### Instruction
In the case summary below, how large was the parcel that David and Mary Hampton bought in Cumberland County?

### Selected excerpt

Hampton v. Cumberland Cty.Â
256 N.C. App. 656
| N.C. Ct. App. | 2017Background
- David and Mary Hampton bought a 74-acre rural-residential parcel in Cumberland County in 2011, obtained a USDA Farm Identification Number, and constructed 25–100 yard firing ranges beginning in 2012–2014.
- The Hamptons used the ranges for personal shooting, firearms instruction, and by appointment for family, friends, and "formal students;" they advertised training on a website and reported instructing dozens of people.
- In May 2015 a county code officer inspected the property and issued a Notice of Violations ordering removal of the range for lacking a county site plan and zoning permit.
- The Hamptons appealed to the Cumberland County Board of Adjustment (Board); the Board issued an order with limited factual findings and modified the remedy to cease use conflicting with the ordinance.
- The superior court reversed the Board, finding the Hamptons’ non-commercial use for target shooting and sighting with family/friends was a legal, incidental farm/home use.
- The Court of Appeals vacated the superior court's judgment and remanded: it held (1) a Farm Identification Number is not, as a matter of law, dispositive that every use on the property is a farm use exempt from zoning; and (2) the Board failed to make material factual findings (frequency, users, and nature of use), so the superior court erred by making its own factual findings and must remand to the Board for factfinding.

### Material
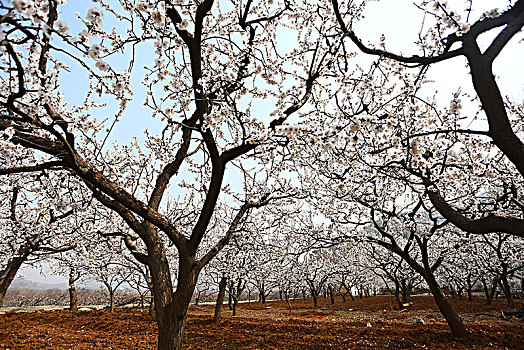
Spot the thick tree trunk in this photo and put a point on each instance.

### Task output
It was 74 acres.